**Data supplied:**

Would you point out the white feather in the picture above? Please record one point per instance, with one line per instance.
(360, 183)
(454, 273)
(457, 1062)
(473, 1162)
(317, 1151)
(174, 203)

**What is being asked:**
Retype the records above line for line, keeping every character unchanged.

**Result:**
Would you point out the white feather in the picture above? Please record one point per instance, with one line per instance.
(360, 183)
(454, 273)
(457, 1062)
(473, 1162)
(317, 1151)
(174, 203)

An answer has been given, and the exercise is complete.